Work required
Render every line of the material below as a Markdown table with two columns, Row and Line. Number the rows in order and leave out any blank lines.

(Coordinate labeling data)
----------------
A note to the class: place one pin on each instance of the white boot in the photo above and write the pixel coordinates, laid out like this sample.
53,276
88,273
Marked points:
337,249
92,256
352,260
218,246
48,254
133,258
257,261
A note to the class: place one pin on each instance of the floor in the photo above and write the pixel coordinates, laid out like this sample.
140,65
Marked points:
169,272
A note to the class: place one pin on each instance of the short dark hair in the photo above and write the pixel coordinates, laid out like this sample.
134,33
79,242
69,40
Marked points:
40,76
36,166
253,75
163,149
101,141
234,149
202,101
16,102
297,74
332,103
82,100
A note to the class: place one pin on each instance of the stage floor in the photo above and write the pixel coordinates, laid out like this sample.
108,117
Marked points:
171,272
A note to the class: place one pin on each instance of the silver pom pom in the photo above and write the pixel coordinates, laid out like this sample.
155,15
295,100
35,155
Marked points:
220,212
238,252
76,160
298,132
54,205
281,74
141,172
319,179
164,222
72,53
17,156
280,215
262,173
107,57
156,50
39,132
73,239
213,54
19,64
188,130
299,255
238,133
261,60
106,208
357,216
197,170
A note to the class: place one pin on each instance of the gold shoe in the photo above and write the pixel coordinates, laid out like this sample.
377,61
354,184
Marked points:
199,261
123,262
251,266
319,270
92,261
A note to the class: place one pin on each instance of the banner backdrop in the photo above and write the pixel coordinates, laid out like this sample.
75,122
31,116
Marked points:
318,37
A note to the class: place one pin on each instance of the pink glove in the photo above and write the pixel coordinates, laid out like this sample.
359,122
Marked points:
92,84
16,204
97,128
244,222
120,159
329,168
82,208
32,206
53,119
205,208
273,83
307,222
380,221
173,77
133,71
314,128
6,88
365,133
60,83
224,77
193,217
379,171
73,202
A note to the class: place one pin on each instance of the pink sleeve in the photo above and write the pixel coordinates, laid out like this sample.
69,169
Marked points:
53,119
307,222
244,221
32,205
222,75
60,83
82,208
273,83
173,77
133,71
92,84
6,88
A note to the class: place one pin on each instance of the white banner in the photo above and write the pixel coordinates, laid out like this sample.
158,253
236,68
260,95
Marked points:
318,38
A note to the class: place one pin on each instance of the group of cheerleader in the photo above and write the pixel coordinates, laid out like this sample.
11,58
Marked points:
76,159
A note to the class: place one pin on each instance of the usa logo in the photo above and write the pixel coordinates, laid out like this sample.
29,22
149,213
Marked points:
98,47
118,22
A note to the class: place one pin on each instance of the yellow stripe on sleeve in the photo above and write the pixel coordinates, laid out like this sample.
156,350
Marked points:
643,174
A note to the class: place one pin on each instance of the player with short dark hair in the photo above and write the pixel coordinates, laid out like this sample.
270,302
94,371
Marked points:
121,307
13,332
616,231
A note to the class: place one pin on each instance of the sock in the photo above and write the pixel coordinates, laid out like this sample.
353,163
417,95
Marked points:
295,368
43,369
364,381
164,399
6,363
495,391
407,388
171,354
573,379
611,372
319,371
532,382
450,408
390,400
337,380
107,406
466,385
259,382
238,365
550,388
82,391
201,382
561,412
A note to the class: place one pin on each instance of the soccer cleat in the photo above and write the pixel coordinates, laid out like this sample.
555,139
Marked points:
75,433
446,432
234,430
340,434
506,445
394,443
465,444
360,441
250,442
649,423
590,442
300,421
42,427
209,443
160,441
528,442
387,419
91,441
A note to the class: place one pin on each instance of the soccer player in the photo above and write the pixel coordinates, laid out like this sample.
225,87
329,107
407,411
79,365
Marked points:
----------------
Result of this exercise
| Row | Line |
|---|---|
| 1 | A note to the class: place one pin on each instance of the white boot in the photo above and write the pixel coordinates, laid out like this sample. |
| 2 | 53,276 |
| 3 | 88,273 |
| 4 | Marked points: |
| 5 | 337,249 |
| 6 | 92,256 |
| 7 | 352,260 |
| 8 | 218,246 |
| 9 | 48,254 |
| 10 | 133,258 |
| 11 | 257,261 |
| 12 | A note to the class: place one pin on each instance of the floor in the photo above and write the pixel coordinates, laid out like this sample. |
| 13 | 140,65 |
| 14 | Marked points: |
| 15 | 169,272 |
| 16 | A note to the class: place one pin on each instance of the short dark hair in the photo above and write the pixel coordinates, laid out like this sample. |
| 17 | 134,33 |
| 18 | 79,242 |
| 19 | 69,40 |
| 20 | Marked points: |
| 21 | 40,76 |
| 22 | 36,166 |
| 23 | 253,75 |
| 24 | 163,149 |
| 25 | 101,141 |
| 26 | 234,149 |
| 27 | 202,101 |
| 28 | 16,102 |
| 29 | 297,74 |
| 30 | 332,103 |
| 31 | 82,100 |
| 32 | A note to the class: place one pin on each instance of the stage floor in the photo above and write the pixel coordinates, laid out like this sample. |
| 33 | 108,117 |
| 34 | Marked points: |
| 35 | 171,272 |
| 36 | A note to the class: place one pin on each instance of the silver pom pom in the photo above and write the pixel coordinates, laid out like this sample. |
| 37 | 155,15 |
| 38 | 295,100 |
| 39 | 35,155 |
| 40 | Marked points: |
| 41 | 220,212 |
| 42 | 238,252 |
| 43 | 76,160 |
| 44 | 298,132 |
| 45 | 54,205 |
| 46 | 281,74 |
| 47 | 141,172 |
| 48 | 319,179 |
| 49 | 164,222 |
| 50 | 72,53 |
| 51 | 17,156 |
| 52 | 280,215 |
| 53 | 262,173 |
| 54 | 107,57 |
| 55 | 156,50 |
| 56 | 39,132 |
| 57 | 73,239 |
| 58 | 213,54 |
| 59 | 19,64 |
| 60 | 188,130 |
| 61 | 299,255 |
| 62 | 238,133 |
| 63 | 261,60 |
| 64 | 106,208 |
| 65 | 357,216 |
| 66 | 197,170 |
| 67 | A note to the class: place one pin on each instance of the gold shoe in the photo above and write the pixel coordinates, laid out like this sample. |
| 68 | 377,61 |
| 69 | 354,184 |
| 70 | Marked points: |
| 71 | 199,261 |
| 72 | 123,262 |
| 73 | 251,266 |
| 74 | 319,270 |
| 75 | 92,261 |
| 76 | A note to the class: place one pin on each instance of the banner backdrop in the photo above and write the pixel coordinates, laid out like this sample. |
| 77 | 75,122 |
| 78 | 31,116 |
| 79 | Marked points: |
| 80 | 318,37 |
| 81 | A note to the class: place one pin on each instance of the pink glove in the photo above and write the pixel coordinates, laid out like this sample. |
| 82 | 359,122 |
| 83 | Marked points: |
| 84 | 92,84 |
| 85 | 16,204 |
| 86 | 97,128 |
| 87 | 244,222 |
| 88 | 120,159 |
| 89 | 329,168 |
| 90 | 82,208 |
| 91 | 32,206 |
| 92 | 53,119 |
| 93 | 205,208 |
| 94 | 273,83 |
| 95 | 307,222 |
| 96 | 380,221 |
| 97 | 173,77 |
| 98 | 133,71 |
| 99 | 314,128 |
| 100 | 6,88 |
| 101 | 365,133 |
| 102 | 60,83 |
| 103 | 224,77 |
| 104 | 193,217 |
| 105 | 379,171 |
| 106 | 73,202 |
| 107 | A note to the class: place one pin on each instance of the pink sleeve in the photo above and write the pixel coordinates, laid out like this sample. |
| 108 | 69,169 |
| 109 | Marked points: |
| 110 | 53,119 |
| 111 | 307,222 |
| 112 | 244,221 |
| 113 | 32,205 |
| 114 | 222,75 |
| 115 | 60,83 |
| 116 | 82,208 |
| 117 | 273,83 |
| 118 | 173,77 |
| 119 | 133,71 |
| 120 | 92,84 |
| 121 | 6,88 |
| 122 | A note to the class: place one pin on each instance of the white banner in the photo above and write the pixel coordinates, laid out like this sample. |
| 123 | 158,253 |
| 124 | 236,68 |
| 125 | 260,95 |
| 126 | Marked points: |
| 127 | 318,38 |
| 128 | A note to the class: place one pin on each instance of the group of cheerleader in the photo above and write the pixel coordinates, laid out like this sample. |
| 129 | 11,58 |
| 130 | Marked points: |
| 131 | 76,159 |
| 132 | A note to the class: place one pin on each instance of the usa logo in the photo above and write the pixel coordinates, laid out like this sample. |
| 133 | 29,22 |
| 134 | 149,213 |
| 135 | Marked points: |
| 136 | 98,47 |
| 137 | 118,22 |
| 138 | A note to the class: place one pin on each instance of the yellow stripe on sleeve in the photo above and write the pixel coordinates, laid out like this sample. |
| 139 | 156,350 |
| 140 | Marked points: |
| 141 | 643,174 |
| 142 | A note to the class: place one pin on each instance of the player with short dark hair in the photo above and write the pixel coordinates, laid out like this sample. |
| 143 | 270,302 |
| 144 | 94,371 |
| 145 | Marked points: |
| 146 | 121,307 |
| 147 | 13,332 |
| 148 | 616,231 |
| 149 | A note to the class: place one pin on each instance of the sock in the photo above and write the pixel coordinates, laid out like this sample. |
| 150 | 353,163 |
| 151 | 417,95 |
| 152 | Marked points: |
| 153 | 295,368 |
| 154 | 43,369 |
| 155 | 364,381 |
| 156 | 164,399 |
| 157 | 6,363 |
| 158 | 495,391 |
| 159 | 407,388 |
| 160 | 171,354 |
| 161 | 573,379 |
| 162 | 611,372 |
| 163 | 319,371 |
| 164 | 532,382 |
| 165 | 450,408 |
| 166 | 390,400 |
| 167 | 337,380 |
| 168 | 107,406 |
| 169 | 466,385 |
| 170 | 259,382 |
| 171 | 238,365 |
| 172 | 550,388 |
| 173 | 82,391 |
| 174 | 201,382 |
| 175 | 561,412 |
| 176 | A note to the class: place one pin on each instance of the soccer cleat in the photo above and write the pixel coordinates, laid out like this sample. |
| 177 | 555,139 |
| 178 | Marked points: |
| 179 | 75,433 |
| 180 | 446,432 |
| 181 | 234,430 |
| 182 | 340,434 |
| 183 | 506,445 |
| 184 | 394,443 |
| 185 | 465,444 |
| 186 | 360,441 |
| 187 | 250,442 |
| 188 | 649,423 |
| 189 | 590,442 |
| 190 | 300,421 |
| 191 | 42,427 |
| 192 | 209,443 |
| 193 | 160,441 |
| 194 | 528,442 |
| 195 | 387,419 |
| 196 | 91,441 |
| 197 | A note to the class: place one pin on each instance of the soccer player in the photo above and write the pixel coordinates, laid out like this sample. |
| 198 | 225,87 |
| 199 | 329,107 |
| 200 | 407,411 |
| 201 | 79,365 |
| 202 | Marked points: |